# DIRECTIONS:
Write out the entries again. Match each one exactly.

# Natural-language object grounding data:
■ ■ ■

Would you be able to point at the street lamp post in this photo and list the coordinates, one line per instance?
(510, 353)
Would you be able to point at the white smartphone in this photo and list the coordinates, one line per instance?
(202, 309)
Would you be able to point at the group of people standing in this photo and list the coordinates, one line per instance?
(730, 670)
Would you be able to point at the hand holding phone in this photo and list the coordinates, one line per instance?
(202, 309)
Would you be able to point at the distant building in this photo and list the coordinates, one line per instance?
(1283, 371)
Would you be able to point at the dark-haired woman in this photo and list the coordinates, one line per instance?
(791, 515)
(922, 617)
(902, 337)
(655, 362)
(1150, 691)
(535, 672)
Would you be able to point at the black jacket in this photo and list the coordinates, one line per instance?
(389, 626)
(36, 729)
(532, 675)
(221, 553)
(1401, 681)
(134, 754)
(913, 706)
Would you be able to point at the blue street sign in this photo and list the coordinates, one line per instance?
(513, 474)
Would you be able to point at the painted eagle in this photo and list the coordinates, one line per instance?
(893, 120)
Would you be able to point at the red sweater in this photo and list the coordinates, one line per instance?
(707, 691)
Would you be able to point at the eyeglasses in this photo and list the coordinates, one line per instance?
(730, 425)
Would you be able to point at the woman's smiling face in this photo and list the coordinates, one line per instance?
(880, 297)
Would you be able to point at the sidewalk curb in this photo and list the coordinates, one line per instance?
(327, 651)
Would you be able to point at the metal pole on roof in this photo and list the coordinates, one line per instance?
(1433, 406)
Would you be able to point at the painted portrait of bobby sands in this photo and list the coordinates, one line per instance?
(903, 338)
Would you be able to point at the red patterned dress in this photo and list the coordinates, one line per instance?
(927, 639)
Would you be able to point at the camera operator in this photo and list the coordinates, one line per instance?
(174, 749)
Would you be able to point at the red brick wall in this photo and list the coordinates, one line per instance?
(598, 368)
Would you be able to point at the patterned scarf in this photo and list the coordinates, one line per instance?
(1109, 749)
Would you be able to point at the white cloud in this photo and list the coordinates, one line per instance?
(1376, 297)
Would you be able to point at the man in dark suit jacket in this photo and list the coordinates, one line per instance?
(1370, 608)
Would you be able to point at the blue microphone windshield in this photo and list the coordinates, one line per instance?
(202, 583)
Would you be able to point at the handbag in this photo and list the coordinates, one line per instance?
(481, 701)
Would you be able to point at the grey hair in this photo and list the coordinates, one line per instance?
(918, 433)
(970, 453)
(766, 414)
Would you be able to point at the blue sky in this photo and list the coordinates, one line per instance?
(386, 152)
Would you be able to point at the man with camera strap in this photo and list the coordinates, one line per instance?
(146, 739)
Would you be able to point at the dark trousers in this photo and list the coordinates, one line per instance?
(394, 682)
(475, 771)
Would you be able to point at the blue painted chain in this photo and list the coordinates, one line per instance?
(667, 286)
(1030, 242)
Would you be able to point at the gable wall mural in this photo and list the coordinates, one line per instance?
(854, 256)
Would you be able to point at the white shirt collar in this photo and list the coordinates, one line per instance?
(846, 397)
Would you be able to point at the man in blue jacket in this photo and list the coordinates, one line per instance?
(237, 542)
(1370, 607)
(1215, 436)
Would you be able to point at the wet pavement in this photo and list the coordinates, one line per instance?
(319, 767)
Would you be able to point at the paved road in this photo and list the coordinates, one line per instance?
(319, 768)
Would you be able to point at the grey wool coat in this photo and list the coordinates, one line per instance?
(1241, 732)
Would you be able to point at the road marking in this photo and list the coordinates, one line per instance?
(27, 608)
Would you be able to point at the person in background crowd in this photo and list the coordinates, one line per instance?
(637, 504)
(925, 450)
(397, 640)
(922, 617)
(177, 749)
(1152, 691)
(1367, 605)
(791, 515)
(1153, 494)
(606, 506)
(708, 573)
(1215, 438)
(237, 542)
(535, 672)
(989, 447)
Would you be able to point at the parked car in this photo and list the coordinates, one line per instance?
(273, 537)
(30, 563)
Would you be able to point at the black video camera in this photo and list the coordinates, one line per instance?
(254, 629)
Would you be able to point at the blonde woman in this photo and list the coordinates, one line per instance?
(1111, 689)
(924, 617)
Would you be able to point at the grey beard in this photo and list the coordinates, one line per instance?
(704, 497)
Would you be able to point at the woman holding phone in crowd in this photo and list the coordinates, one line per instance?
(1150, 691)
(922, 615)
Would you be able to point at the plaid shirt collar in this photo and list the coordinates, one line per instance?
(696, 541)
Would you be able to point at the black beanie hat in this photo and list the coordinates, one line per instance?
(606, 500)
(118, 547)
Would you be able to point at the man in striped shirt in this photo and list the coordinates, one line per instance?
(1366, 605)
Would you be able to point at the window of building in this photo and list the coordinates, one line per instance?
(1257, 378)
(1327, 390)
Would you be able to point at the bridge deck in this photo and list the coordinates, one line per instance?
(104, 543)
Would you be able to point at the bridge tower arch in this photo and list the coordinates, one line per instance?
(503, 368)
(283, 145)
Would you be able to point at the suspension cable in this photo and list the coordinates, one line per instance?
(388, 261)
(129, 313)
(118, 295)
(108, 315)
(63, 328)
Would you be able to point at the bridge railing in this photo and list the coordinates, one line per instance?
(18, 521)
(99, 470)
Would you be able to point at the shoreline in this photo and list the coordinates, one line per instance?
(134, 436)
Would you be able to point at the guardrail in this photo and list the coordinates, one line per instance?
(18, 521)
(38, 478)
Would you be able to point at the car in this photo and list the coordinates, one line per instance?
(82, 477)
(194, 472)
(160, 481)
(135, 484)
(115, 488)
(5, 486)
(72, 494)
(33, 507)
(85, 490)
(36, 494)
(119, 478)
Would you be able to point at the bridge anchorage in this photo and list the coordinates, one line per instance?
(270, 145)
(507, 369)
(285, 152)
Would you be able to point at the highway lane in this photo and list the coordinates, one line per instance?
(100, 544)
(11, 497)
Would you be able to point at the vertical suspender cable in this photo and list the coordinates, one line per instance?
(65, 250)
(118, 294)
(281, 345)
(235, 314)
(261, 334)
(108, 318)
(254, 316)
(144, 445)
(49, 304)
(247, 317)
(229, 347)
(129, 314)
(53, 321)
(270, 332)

■ ■ ■

# ANSWER TO THIS EXERCISE:
Would you be able to point at the street lamp post in this photo and list the coordinates, one line per instance?
(510, 353)
Would you be able to point at the white smartphone in this photo and list the coordinates, one line per instance?
(202, 309)
Would you be able to point at the group of people standing in this photo and list the coordinates, one line per instance?
(730, 670)
Would you be able to point at the hand holding phone in this photo and list the coordinates, one line per instance?
(202, 309)
Would you be able to point at the distant building in this photo and list the coordinates, one line per instance?
(1283, 371)
Would you be able to point at the dark-haired woman in this photo and list the coordinates, one line per instance?
(791, 515)
(922, 617)
(902, 337)
(655, 362)
(1150, 691)
(535, 672)
Would you be able to point at the black jacket in this photo and list the coordinates, one line per instance?
(389, 626)
(36, 729)
(532, 675)
(221, 553)
(1401, 681)
(134, 754)
(913, 706)
Would you be able to point at the blue street sign in this photo and list the coordinates, one line per instance?
(513, 474)
Would you be able to point at the painted eagle in this photo and list the coordinates, one line per instance?
(893, 120)
Would you be able to point at the red sweater in this photo and list the coordinates, one line per instance?
(707, 691)
Would you be able to point at the eyeglasses in this photo and list the coordinates, one line per instance?
(730, 425)
Would you be able to point at the woman's smiling face in this photo and list the coordinates, one line per instance?
(880, 297)
Would you be able to point at the sidewalk curb in this photo and list the coordinates, one line per instance?
(327, 651)
Would you be able to point at the metal pole on roof in this photo and list the coordinates, one line per instance?
(1433, 406)
Would you be able to point at the painted portrait of bobby sands in this photo and list the coordinates, one line per instance?
(903, 338)
Would you be able to point at the red patterned dress in this photo and list the coordinates, one line per instance?
(927, 639)
Would you be able to point at the camera operator in this photo and list the coordinates, one line per instance?
(174, 749)
Would you be able to point at the red brick wall in this photo and list the coordinates, one line per instance?
(598, 368)
Would you be able to point at the patterned scarf in this photo and list the coordinates, one line per instance?
(1109, 749)
Would you be able to point at the white cloud in this photo and list the coordinates, one line per instance?
(1376, 297)
Would you be able to point at the man in dark suit jacket in this photo and list the coordinates, one line per instance?
(1370, 608)
Would you be able to point at the blue microphone windshield in this photo and list the coordinates, one line per instance?
(202, 583)
Would you be able to point at the handbag in this photo and list the coordinates, one line per instance?
(481, 701)
Would you be able to point at the grey hair in this photo and list the coordinates, one line per instance?
(918, 433)
(970, 453)
(766, 414)
Would you be able to point at the blue sky in this photo and list the coordinates, one line per instance?
(386, 152)
Would you be able to point at the man with camera strap in this photo and list the coordinates, one line per instance?
(146, 739)
Would you be able to point at the dark trousers in this photo and list the coordinates, one line per instance?
(394, 682)
(475, 771)
Would you be able to point at the blue painted chain in this photo and list the coordinates, one line per instance?
(667, 286)
(1030, 242)
Would you be able to point at the gable wall mural in this photo and list the coordinates, one line per instance?
(854, 256)
Would you be able to point at the white shirt collar in this photo and list the coordinates, one line per instance?
(846, 397)
Would you be able to point at the man in blue jacket in this photo and list the coordinates, one line per instance?
(237, 542)
(1370, 607)
(1215, 436)
Would you be able to point at the wet pavement in this photo and list the coordinates, one line per instance?
(319, 767)
Would you be able to point at the paved road in this photo and list the coordinates, one line per instance?
(319, 768)
Would you be able to point at the grey wool coat in this photo and list the coordinates, one line per instance?
(1241, 732)
Would you be able to point at the road marking in this photo and list the coordinates, one line per instance?
(27, 608)
Would you be able to point at the person in background crowd in this photo and list the coordinates, one line per instance?
(637, 504)
(925, 450)
(397, 640)
(922, 617)
(177, 749)
(1152, 691)
(1367, 605)
(791, 515)
(1153, 494)
(606, 506)
(708, 573)
(1215, 438)
(237, 542)
(535, 672)
(989, 447)
Would you be able to point at the parked car in this photo and list the coordinates, one line per instance?
(273, 537)
(30, 563)
Would you be able to point at the black video camera in this photo and list the coordinates, one line per instance?
(254, 629)
Would you be able to point at the blonde woman in this photo and list the coordinates, one line per instance?
(1111, 689)
(924, 617)
Would you be able to point at the grey beard in this photo and list the coordinates, one line per instance?
(704, 497)
Would you be able to point at the woman holding phone in crowd in this photo and list the coordinates, one line per instance?
(1150, 691)
(922, 615)
Would you be able to point at the plaid shirt collar in this photo and list the coordinates, one line per instance?
(696, 541)
Would you be able to point at the black beanie hat in this photo and list the coordinates, one line per instance?
(606, 500)
(118, 547)
Would you be able to point at the man in striped shirt in this photo and list the coordinates, one line per instance?
(1366, 605)
Would you be able to point at the window of building in this photo and list the coordinates, one line per instance?
(1257, 378)
(1327, 390)
Would you be able to point at the bridge deck in this photo and list the coordinates, one line per instance?
(104, 543)
Would you be able to point at the bridge tower arch in this photo and list the coordinates, one line per instance?
(503, 368)
(283, 145)
Would you be able to point at the suspension cable in this photo and list the coordinates, one line per instance?
(388, 261)
(129, 313)
(118, 295)
(108, 315)
(63, 328)
Would you be able to point at the bridge railing in this photo and list the coordinates, one line per instance?
(18, 521)
(99, 470)
Would you be able to point at the shoreline in this photo and list the coordinates, one line per instance?
(134, 436)
Would you be able to point at the guardrail in this photo and list the coordinates, one line per instance?
(18, 521)
(38, 478)
Would you be able to point at the car in this photo and list the coordinates, one line per instance?
(82, 477)
(194, 472)
(160, 481)
(135, 484)
(115, 488)
(5, 486)
(72, 494)
(33, 507)
(85, 490)
(36, 494)
(119, 478)
Would you be able to point at the bridge anchorage in this photo and list the coordinates, one line per instance?
(270, 145)
(507, 369)
(285, 152)
Would you be able to point at the highway lane in this photo and list the coordinates, one line per instance?
(100, 544)
(11, 497)
Would you be able to point at the vertical suspender cable in this photo and list the coordinates, one line per instance?
(65, 250)
(118, 294)
(281, 345)
(235, 314)
(261, 334)
(108, 318)
(254, 316)
(144, 445)
(49, 304)
(247, 317)
(229, 347)
(129, 314)
(53, 321)
(270, 332)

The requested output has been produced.